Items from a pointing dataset

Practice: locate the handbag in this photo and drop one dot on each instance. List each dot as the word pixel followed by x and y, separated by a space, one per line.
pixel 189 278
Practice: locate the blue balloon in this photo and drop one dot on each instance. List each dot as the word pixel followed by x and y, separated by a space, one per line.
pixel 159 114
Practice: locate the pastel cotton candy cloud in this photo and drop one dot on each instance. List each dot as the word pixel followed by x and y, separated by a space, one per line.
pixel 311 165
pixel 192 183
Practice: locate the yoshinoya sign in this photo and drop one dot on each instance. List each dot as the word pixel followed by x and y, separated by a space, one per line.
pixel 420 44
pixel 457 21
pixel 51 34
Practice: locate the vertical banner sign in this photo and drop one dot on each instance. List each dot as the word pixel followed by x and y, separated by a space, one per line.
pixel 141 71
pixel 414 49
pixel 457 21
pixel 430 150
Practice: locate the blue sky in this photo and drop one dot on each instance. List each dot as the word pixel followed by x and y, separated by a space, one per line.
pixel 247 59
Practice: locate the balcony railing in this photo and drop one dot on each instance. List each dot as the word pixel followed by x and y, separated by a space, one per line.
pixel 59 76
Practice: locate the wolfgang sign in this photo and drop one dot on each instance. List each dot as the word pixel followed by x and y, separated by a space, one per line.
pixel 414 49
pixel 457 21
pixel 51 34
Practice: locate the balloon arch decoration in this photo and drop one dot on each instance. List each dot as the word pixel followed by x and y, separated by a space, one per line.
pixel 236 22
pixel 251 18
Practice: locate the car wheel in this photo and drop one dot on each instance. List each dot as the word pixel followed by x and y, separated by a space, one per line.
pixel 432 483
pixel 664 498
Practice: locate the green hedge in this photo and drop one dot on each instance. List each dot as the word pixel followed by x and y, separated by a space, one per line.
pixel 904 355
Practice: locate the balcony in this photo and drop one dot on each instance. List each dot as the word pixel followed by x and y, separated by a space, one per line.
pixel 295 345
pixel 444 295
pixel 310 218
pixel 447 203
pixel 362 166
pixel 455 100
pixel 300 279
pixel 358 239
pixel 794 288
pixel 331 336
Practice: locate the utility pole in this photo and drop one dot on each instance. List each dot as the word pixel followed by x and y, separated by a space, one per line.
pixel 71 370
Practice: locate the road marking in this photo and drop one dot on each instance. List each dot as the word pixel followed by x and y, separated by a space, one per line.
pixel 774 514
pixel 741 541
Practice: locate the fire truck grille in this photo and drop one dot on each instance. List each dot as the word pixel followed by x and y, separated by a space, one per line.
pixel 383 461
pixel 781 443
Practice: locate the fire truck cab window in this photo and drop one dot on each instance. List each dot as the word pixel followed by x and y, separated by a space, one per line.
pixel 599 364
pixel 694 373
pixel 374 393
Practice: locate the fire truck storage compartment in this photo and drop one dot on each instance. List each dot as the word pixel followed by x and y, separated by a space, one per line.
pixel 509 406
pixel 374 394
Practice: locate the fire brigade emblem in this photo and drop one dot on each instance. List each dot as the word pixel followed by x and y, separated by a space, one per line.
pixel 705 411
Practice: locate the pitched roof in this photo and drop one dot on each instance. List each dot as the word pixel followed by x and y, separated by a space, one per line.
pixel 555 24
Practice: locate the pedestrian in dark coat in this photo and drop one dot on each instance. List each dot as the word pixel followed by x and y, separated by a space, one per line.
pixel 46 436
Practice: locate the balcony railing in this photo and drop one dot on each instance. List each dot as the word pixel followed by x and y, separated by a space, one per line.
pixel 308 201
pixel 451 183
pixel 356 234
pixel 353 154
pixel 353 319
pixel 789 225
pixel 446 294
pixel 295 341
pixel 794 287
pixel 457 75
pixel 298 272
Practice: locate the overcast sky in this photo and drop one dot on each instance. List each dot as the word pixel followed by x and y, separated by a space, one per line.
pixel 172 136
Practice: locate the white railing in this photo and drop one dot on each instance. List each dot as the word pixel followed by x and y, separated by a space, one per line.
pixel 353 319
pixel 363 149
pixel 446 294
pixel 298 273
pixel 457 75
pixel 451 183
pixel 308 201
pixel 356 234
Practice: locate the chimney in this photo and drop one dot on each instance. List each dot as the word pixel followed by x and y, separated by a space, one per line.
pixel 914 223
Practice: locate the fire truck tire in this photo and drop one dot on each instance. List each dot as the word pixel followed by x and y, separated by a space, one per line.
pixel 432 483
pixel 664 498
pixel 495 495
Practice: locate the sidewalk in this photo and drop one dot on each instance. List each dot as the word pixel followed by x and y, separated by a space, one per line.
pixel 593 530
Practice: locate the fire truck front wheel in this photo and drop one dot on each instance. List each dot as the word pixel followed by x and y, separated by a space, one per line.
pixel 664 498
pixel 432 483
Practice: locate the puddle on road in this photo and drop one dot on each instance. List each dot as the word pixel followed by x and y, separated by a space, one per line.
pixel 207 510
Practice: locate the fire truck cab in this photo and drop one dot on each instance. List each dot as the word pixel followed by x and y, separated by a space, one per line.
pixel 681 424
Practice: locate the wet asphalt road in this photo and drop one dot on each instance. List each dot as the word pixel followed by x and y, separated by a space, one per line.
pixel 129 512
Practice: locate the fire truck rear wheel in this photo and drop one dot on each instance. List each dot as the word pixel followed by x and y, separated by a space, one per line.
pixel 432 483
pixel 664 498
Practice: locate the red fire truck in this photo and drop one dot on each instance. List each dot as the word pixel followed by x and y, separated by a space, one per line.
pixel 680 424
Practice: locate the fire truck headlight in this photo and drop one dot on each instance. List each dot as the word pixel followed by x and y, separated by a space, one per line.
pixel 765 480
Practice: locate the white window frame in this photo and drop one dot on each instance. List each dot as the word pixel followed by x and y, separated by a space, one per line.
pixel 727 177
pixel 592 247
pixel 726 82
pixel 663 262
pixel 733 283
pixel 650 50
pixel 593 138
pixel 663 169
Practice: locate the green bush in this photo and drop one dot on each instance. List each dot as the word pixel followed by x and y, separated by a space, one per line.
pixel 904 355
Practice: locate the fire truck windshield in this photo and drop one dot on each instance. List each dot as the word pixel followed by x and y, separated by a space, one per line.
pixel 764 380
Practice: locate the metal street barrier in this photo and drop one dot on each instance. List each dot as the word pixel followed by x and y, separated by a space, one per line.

### EXERCISE DIRECTIONS
Rewrite the items above, changing "drop one dot" to "place one marker" everywhere it occurs and leaving all other text unchanged.

### TASK RESPONSE
Practice: locate the handbag in this photo and place one marker on each instance. List each dot as the word pixel followed by x and y, separated by a space, one per line.
pixel 189 278
Practice: locate the blue balloon in this photo and place one marker on each instance. List each dot as the word pixel followed by x and y, separated by a space, one per line.
pixel 159 114
Practice: locate the pastel cotton candy cloud in this photo and place one marker on each instance. List each dot as the word pixel followed by x and y, separated by a space, one per line.
pixel 311 165
pixel 192 183
Practice: locate the yoshinoya sign in this photo and place one marker on each instance. List each dot as the word pixel followed by x and y, separated by a space, one per line.
pixel 420 44
pixel 457 21
pixel 51 34
Practice: locate the vertical banner sign in this photo and place one marker on each instance. List each dot as the word pixel followed by x and y, separated by a space, one per line.
pixel 141 71
pixel 414 49
pixel 457 21
pixel 430 150
Practice: locate the blue sky in this photo and place one marker on each instance. List each dot as the word pixel followed by x and y, separated by a space, one per line.
pixel 247 59
Practice: locate the balcony railing in this photo and place one marker on each instance. List each dot as the word pixel followed by x and y, separated by a space, one per line.
pixel 59 76
Practice: locate the wolfgang sign in this photo and place one marker on each instance. List each dot as the word pixel followed by x and y, separated by a space, one per line.
pixel 414 49
pixel 457 21
pixel 51 34
Practice: locate the balloon arch decoration in this photo and place one marker on each instance. List each dot as the word pixel followed by x and y, separated by a space, one per line.
pixel 236 22
pixel 251 18
Practice: locate the car wheel in this photo and place one marker on each instance. List each dot as the word pixel followed by x and y, separated by a space, one per line.
pixel 432 483
pixel 664 498
Practice: locate the green hedge in this photo and place one marker on each instance. List each dot as the word pixel followed by x and y, separated by a space, one per line.
pixel 904 355
Practice: locate the balcony in this photo and place one marker on each instance. List each dot as the word pixel followed by x and y, separated by a space, one per line.
pixel 295 345
pixel 444 295
pixel 310 218
pixel 447 203
pixel 362 166
pixel 455 100
pixel 300 279
pixel 358 239
pixel 794 288
pixel 331 336
Practice: locate the utility pole in this photo and place one marker on each instance. List each dot as the word pixel followed by x and y, separated by a space, one per line.
pixel 71 370
Practice: locate the road marking in this photo and place one marker on each instance. List each dot as the word pixel followed by x and y, separated by a space, one per line.
pixel 774 514
pixel 741 541
Practice: locate the fire truck grille in this photo and place one marker on each instance. List each dot as the word pixel followed by x and y, separated by a space, one per line.
pixel 383 461
pixel 781 443
Practice: locate the fire truck cab window in this photo and place one marker on each instance. List each dot as the word pixel followed by x and y, separated by a space, one per line.
pixel 599 364
pixel 694 373
pixel 374 393
Practice: locate the fire truck storage compartment in this photo and place one marker on each instance. List each dot as the word pixel followed by x and y, separated by a space, one per line.
pixel 509 406
pixel 374 394
Practice: locate the fire brigade emblem in this photo and place one marker on each instance. List each dot as the word pixel followed by x and y, separated by a space, one per line.
pixel 705 411
Practice: locate the pitched roof in this photo and place one marker on each instance. List each dot as the word pixel followed by x and y, separated by a space, one per line.
pixel 555 24
Practice: locate the pedestrian in dark coat in this photo and place one marker on each instance. List each dot as the word pixel followed by x and y, separated by a space, one per line.
pixel 46 436
Practice: locate the balcony railing in this photo and place one marker on each instance. List each dot as the word pixel followed by x and y, separated by a space, one per line.
pixel 308 201
pixel 451 183
pixel 356 234
pixel 353 154
pixel 353 319
pixel 789 225
pixel 446 294
pixel 295 341
pixel 794 287
pixel 457 75
pixel 298 272
Practice: locate the overcast sky in this photo and place one marker on each instance. List each dot as the word pixel followed by x and y, separated by a space, one per line.
pixel 172 136
Practice: locate the white railing in this photo and place one marker on each instance. List each dot as the word pixel followed by x and y, separated by a space, one per line.
pixel 353 319
pixel 363 149
pixel 446 294
pixel 298 273
pixel 457 75
pixel 451 183
pixel 308 201
pixel 356 234
Practice: locate the chimney in this photo and place one marker on each instance. List each dot as the word pixel followed by x and y, separated by a space, one per line.
pixel 914 223
Practice: locate the fire truck tire in this photo and place one marker on each instance. List each dot as the word pixel followed by x and y, separated by a space, one per line.
pixel 432 483
pixel 664 498
pixel 495 495
Practice: locate the sidewalk in this photo and place one marker on each instance. List each dot as the word pixel followed by x and y, separated by a space, one per line.
pixel 593 530
Practice: locate the fire truck front wheel in this photo and place one marker on each instance. List each dot as the word pixel followed by x and y, separated by a space, one per line.
pixel 664 498
pixel 432 483
Practice: locate the puddle on road in this photo and place one marker on each instance. List each dot as the word pixel followed by x and y, separated by a space, one per line.
pixel 207 510
Practice: locate the fire truck cab in this photo and place one marker on each instance. List each dot as the word pixel followed by x and y, separated by a space, one per line.
pixel 681 424
Practice: locate the wet asphalt road in this photo and place one marker on each instance. List each dot as the word pixel followed by x and y, separated by a space, one per line.
pixel 129 512
Practice: locate the fire truck rear wheel in this photo and place one marker on each instance. List each dot as the word pixel followed by x and y, separated by a space, one per line.
pixel 432 483
pixel 664 498
Practice: locate the red fire truck in this photo and place one marker on each instance. List each dot as the word pixel followed by x and y, separated by a space, one per line.
pixel 680 424
Practice: locate the fire truck headlight in this photo and place one marker on each instance. List each dot as the word pixel followed by x and y, separated by a space, one per line.
pixel 765 480
Practice: locate the white window frame in this photo and place one marker on each instance. List each dot as the word pixel followed by x and y, separated by a space, one per line.
pixel 727 177
pixel 592 247
pixel 726 82
pixel 663 262
pixel 733 283
pixel 650 50
pixel 593 138
pixel 663 169
Practice: locate the green bush in this photo and place one marker on each instance. List each dot as the word pixel followed by x and y, separated by a space, one per line.
pixel 904 355
Practice: locate the fire truck windshield in this photo and place one marker on each instance. List each dot as the word pixel followed by x and y, separated by a space, one per line.
pixel 764 380
Practice: locate the metal street barrier in this photo and place one marker on each instance. List each dot as the word pixel followed by x and y, separated by a space, one per line.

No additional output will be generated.